YOUR OBJECTIVE. Reproduce, word for word, the portion of the text below on buildings that resemble Pizza Hut, from "Of course, I" up to and including "implemented in 1969.".

>> Start SOURCE

Over on the Howard County Eats Facebook page, one poster* laments the closing of the Pizza Hut on Route 108. 



That reminds me. Have you ever felt as though Toby’s Dinner Theatre looks a bit like Pizza Hut?



Of course, I couldn’t find a single photo that showed what I think is a striking resemblance. Honestly, if you are coming down the road from Little Patuxent Parkway and Toby’s appears in your view, there’s something definitely Pizza Hut-esque about it.

Reaching outside the Bubble - - here’s True Grit’s Dining Hall at UMBC.



Do I sense a commonality here? Is “Pizza Hut” a part of an architectural style that was popular when these three buildings were designed? Or am I really seeing something that is not there?

Let’s see. I am guessing that True Grit’s went up in the 1970’s. Toby’s opened in 1979. The Pizza Hut design predates them all. According to Wikipedia:

The iconic Pizza Hut building style was designed in 1963 by Chicago architect George Lindstrom and was implemented in 1969.

>> End SOURCE
>> Start INFORMATION SHOWN

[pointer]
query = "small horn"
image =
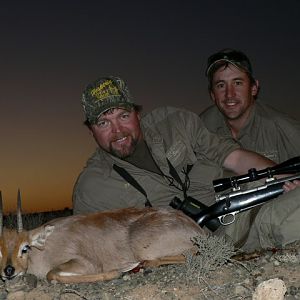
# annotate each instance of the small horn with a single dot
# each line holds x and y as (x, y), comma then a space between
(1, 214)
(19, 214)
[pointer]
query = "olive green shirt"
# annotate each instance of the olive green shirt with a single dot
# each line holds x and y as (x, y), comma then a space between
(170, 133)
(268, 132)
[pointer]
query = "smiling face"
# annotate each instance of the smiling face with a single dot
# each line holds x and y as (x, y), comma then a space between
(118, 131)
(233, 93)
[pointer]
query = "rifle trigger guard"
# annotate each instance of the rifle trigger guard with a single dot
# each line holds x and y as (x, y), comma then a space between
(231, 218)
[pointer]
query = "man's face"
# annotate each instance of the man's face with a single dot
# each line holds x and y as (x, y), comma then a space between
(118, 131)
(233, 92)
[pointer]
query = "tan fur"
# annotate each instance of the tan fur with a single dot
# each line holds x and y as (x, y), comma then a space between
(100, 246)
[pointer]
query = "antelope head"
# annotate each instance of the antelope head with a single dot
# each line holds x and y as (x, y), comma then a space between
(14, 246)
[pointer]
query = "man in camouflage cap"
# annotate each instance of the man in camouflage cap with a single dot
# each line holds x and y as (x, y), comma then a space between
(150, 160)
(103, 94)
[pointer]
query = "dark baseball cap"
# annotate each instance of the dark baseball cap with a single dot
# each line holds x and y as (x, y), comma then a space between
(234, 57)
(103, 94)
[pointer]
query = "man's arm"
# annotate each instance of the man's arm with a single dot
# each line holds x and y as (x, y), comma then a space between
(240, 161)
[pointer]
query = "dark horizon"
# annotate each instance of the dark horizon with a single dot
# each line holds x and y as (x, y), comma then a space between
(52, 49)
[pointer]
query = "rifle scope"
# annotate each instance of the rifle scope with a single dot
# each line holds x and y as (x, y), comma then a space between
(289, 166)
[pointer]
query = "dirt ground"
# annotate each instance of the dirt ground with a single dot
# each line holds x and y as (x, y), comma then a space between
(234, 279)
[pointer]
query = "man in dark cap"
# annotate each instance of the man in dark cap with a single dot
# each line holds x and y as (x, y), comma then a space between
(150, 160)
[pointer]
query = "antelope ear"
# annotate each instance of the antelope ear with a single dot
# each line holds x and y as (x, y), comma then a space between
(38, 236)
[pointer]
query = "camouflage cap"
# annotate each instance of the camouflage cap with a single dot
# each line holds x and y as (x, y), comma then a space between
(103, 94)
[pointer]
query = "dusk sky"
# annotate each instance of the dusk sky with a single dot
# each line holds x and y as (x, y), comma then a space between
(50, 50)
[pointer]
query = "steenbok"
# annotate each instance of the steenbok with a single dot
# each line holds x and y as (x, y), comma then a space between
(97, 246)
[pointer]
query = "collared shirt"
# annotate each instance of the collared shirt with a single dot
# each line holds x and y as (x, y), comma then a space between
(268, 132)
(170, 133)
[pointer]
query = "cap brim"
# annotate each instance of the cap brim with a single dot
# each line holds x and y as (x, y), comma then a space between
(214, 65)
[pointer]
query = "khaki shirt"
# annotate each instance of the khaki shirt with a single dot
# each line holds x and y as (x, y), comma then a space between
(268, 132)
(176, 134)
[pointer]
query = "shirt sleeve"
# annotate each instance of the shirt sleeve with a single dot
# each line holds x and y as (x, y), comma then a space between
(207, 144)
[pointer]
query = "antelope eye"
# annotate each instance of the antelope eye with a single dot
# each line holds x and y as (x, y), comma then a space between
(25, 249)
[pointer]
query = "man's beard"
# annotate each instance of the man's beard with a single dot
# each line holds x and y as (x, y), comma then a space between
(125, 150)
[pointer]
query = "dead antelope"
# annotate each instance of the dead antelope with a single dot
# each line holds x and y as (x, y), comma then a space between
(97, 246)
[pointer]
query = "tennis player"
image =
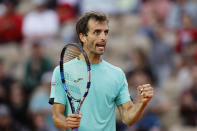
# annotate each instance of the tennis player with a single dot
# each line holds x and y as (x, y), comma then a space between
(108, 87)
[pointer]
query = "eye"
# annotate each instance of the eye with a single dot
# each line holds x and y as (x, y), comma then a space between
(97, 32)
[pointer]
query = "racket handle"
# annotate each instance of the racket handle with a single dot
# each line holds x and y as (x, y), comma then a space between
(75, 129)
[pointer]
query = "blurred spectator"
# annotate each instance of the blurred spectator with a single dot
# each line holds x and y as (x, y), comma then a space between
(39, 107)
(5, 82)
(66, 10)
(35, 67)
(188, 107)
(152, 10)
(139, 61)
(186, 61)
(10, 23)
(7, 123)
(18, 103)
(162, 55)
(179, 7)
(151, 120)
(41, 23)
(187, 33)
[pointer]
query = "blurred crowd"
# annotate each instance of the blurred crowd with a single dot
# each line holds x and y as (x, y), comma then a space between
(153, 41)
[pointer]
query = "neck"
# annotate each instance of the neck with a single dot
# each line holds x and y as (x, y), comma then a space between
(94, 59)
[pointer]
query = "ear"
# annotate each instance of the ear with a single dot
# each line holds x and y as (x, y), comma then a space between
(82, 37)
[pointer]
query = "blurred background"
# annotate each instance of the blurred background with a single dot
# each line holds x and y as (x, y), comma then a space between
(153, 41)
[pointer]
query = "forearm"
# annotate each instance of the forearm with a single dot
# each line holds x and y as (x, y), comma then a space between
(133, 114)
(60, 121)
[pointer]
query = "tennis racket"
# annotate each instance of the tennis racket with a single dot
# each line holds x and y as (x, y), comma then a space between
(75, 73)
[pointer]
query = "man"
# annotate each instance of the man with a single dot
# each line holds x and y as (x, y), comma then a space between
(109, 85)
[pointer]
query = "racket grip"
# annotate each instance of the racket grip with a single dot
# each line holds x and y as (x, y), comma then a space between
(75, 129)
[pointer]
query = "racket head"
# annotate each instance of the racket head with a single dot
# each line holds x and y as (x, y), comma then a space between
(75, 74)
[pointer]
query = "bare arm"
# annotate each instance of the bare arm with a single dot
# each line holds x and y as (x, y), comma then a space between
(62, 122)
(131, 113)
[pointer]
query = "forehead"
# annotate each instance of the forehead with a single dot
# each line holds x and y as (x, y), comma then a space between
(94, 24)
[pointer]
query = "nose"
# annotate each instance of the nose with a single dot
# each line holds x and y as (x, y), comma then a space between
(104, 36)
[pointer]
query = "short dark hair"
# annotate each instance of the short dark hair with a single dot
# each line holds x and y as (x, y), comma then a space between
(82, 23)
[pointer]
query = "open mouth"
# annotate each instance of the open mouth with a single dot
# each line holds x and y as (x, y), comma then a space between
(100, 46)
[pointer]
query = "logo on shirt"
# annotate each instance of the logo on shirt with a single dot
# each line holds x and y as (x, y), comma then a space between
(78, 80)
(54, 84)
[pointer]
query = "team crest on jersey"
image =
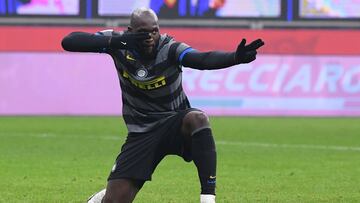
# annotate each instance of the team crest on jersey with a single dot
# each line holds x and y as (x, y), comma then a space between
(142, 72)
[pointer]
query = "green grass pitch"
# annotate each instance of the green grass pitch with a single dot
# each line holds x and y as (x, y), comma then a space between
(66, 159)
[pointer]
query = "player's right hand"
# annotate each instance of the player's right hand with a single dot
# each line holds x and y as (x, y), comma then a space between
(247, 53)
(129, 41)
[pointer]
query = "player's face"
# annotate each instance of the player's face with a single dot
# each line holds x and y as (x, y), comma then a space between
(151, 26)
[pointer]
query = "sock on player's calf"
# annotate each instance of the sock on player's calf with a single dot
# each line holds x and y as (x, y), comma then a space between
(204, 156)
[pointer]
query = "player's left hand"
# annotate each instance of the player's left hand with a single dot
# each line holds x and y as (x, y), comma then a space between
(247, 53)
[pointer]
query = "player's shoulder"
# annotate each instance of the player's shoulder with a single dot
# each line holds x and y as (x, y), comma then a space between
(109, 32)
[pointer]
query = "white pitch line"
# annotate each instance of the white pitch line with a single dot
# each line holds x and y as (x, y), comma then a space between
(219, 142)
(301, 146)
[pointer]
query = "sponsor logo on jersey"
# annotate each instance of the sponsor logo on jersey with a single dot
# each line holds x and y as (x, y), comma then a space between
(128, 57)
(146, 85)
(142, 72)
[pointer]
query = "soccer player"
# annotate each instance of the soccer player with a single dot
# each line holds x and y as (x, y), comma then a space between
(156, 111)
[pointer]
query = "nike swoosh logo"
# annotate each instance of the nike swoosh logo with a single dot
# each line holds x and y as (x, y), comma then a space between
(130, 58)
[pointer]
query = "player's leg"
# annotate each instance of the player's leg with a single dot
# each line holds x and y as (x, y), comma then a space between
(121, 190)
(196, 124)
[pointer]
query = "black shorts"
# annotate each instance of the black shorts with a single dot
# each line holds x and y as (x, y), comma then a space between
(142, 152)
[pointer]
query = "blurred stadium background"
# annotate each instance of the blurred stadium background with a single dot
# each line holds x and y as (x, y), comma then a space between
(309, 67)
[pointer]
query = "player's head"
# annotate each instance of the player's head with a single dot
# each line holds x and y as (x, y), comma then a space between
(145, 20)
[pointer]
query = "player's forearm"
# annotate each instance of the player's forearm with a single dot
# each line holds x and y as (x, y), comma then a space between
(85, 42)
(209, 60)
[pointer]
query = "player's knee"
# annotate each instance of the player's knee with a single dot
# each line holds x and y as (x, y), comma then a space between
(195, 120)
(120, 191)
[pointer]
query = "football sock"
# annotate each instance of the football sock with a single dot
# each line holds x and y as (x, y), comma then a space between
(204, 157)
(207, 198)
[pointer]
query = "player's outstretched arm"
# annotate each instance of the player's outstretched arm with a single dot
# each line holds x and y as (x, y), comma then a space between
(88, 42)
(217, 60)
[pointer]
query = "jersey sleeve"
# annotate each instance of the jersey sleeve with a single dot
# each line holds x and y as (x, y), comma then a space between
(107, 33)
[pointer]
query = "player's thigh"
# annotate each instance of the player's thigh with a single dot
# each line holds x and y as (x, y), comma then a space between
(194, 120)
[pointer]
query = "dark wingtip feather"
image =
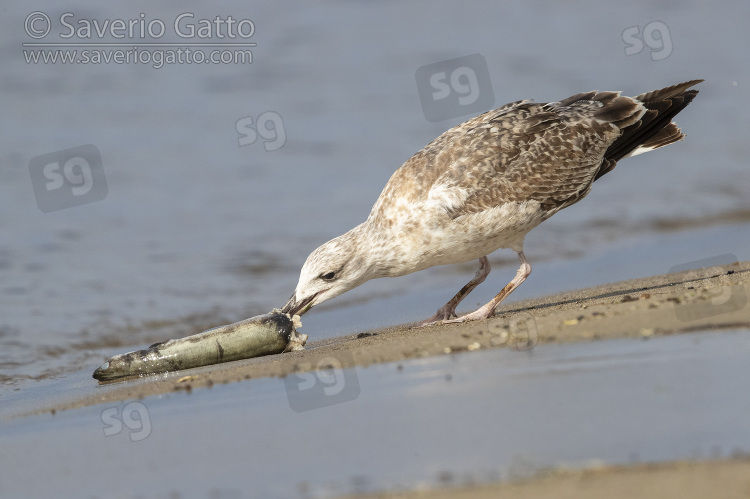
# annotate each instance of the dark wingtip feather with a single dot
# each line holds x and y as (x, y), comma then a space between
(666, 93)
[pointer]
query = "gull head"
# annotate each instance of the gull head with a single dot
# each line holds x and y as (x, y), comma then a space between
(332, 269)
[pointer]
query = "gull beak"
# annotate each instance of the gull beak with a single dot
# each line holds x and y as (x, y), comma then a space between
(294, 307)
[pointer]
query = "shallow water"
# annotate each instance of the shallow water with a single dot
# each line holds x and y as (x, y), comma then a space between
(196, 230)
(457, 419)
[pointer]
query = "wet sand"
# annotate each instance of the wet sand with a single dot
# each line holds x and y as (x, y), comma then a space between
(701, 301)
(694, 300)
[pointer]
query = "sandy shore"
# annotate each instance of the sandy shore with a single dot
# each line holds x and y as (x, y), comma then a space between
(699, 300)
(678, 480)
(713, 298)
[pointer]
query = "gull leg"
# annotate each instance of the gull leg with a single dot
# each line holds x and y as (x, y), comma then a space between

>> End INFORMATION SHOWN

EXERCISE OUTPUT.
Of course, I couldn’t find a single photo that showed what I think is a striking resemblance. Honestly, if you are coming down the road from Little Patuxent Parkway and Toby’s appears in your view, there’s something definitely Pizza Hut-esque about it.

Reaching outside the Bubble - - here’s True Grit’s Dining Hall at UMBC.



Do I sense a commonality here? Is “Pizza Hut” a part of an architectural style that was popular when these three buildings were designed? Or am I really seeing something that is not there?

Let’s see. I am guessing that True Grit’s went up in the 1970’s. Toby’s opened in 1979. The Pizza Hut design predates them all. According to Wikipedia:

The iconic Pizza Hut building style was designed in 1963 by Chicago architect George Lindstrom and was implemented in 1969.